Porté sur les fonts baptismaux il y a 5 ans, le Club National pour la « Mobilité courante » est revenu à Compiègne début juillet pour une journée de débats et de réflexions autour des applications issues du concept de Mobility as a Service (MaaS). Forme de concrétisation des MaaS, la « Mobilité courante » inspire les acteurs du secteur alors que les offres véritablement intégrées tardent encore à se mettre en place.
Le concept de Mobility as a Service (MaaS) est-il le successeur de la « Mobilité courante », définie par François Ferrieux fin 2014. Cinq ans après le colloque qui a permis de fonder le Club national pour la « Mobilité courante », l’Université de technologie de Compiègne était à nouveau le lieu d’organisation des échanges entre professionnels de la mobilité, cette fois-ci réunis pour discuter de la diffusion de l’esprit des MaaS des zones urbanisées vers les territoires moins denses. Près de 200 personnes ont assisté aux tables rondes du matin, et ont pris part aux ateliers de l’après-midi.
Si en France, personne ou presque n’avait entendu parler de MaaS en 2014, les services mis en place à Helsinki ont depuis fait l’objet de nombreux exposés, articles, et interventions dans différents événements professionnels. Ensuite, c’est la Loi d’orientation des mobilités qui a fixé l’objectif de mettre en place des solutions de mobilité alternatives à l’autosolisme et accessibles à tous, en tout lieu et à tout moment de la journée. « Mobilité courante » ou MaaS, quel que soit le terme employé, le but poursuivi semble identique. Reste à déterminer le chemin à emprunter pour y parvenir. Proposer un GPS vraiment multimodal ne se fait pas en un claquement de doigts. Le développement des services numériques facilite les choses, mais il serait erroné de se reposer sur la technologie sans tenir compte de la régulation.

→ EXERCICE 1
Pouvez-vous reprendre le passage de l'extrait qui s'ouvre sur les mots « Si en France, personne » et se ferme sur « de la régulation. », en substituant « Stockholm » à « Helsinki » ?
→ EXERCICE 2
Pouvez-vous extraire de la liste, sans rien y changer, les lignes allant de celle qui contient « point: wooden pallet » jusqu'à celle qui contient « column 45, row 8 », ces deux lignes comprises ?
L'extrait et la liste n'ont pas la même origine.

→ DOCUMENTS FOURNIS

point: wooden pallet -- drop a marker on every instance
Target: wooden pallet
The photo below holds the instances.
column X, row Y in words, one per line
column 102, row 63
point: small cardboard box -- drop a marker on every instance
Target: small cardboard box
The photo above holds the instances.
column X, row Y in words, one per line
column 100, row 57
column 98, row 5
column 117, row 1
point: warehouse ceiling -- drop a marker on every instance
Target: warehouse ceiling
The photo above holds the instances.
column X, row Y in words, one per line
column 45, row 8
--
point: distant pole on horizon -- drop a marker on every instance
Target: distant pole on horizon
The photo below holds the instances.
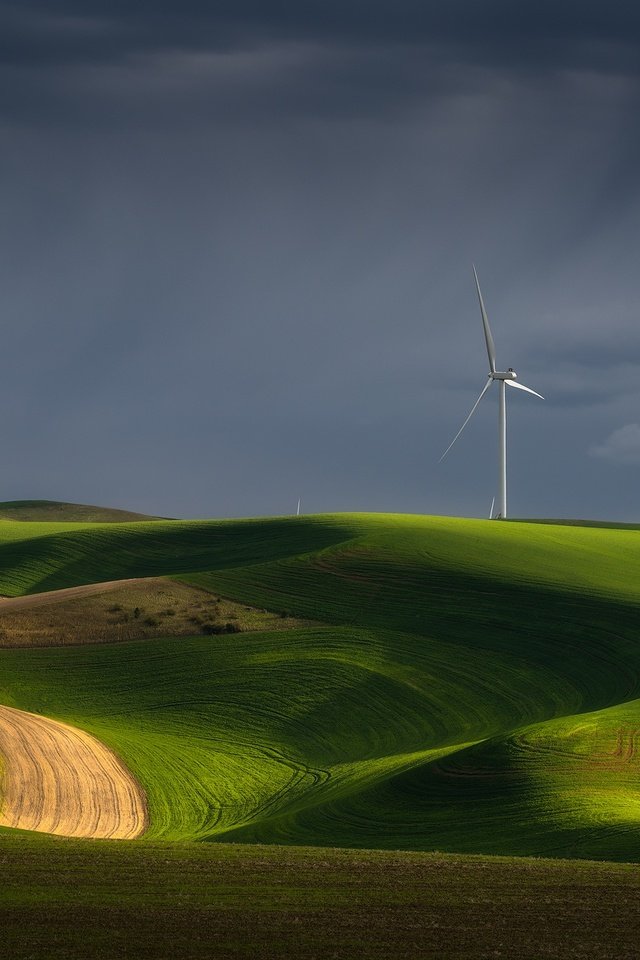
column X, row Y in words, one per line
* * *
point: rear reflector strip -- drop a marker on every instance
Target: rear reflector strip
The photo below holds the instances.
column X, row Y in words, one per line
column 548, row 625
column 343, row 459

→ CORRIGÉ DÉTAILLÉ 1
Si en France, personne ou presque n’avait entendu parler de MaaS en 2014, les services mis en place à Stockholm ont depuis fait l’objet de nombreux exposés, articles, et interventions dans différents événements professionnels. Ensuite, c’est la Loi d’orientation des mobilités qui a fixé l’objectif de mettre en place des solutions de mobilité alternatives à l’autosolisme et accessibles à tous, en tout lieu et à tout moment de la journée. « Mobilité courante » ou MaaS, quel que soit le terme employé, le but poursuivi semble identique. Reste à déterminer le chemin à emprunter pour y parvenir. Proposer un GPS vraiment multimodal ne se fait pas en un claquement de doigts. Le développement des services numériques facilite les choses, mais il serait erroné de se reposer sur la technologie sans tenir compte de la régulation.

→ CORRIGÉ DÉTAILLÉ 2
point: wooden pallet -- drop a marker on every instance
Target: wooden pallet
The photo below holds the instances.
column X, row Y in words, one per line
column 102, row 63
point: small cardboard box -- drop a marker on every instance
Target: small cardboard box
The photo above holds the instances.
column X, row Y in words, one per line
column 100, row 57
column 98, row 5
column 117, row 1
point: warehouse ceiling -- drop a marker on every instance
Target: warehouse ceiling
The photo above holds the instances.
column X, row Y in words, one per line
column 45, row 8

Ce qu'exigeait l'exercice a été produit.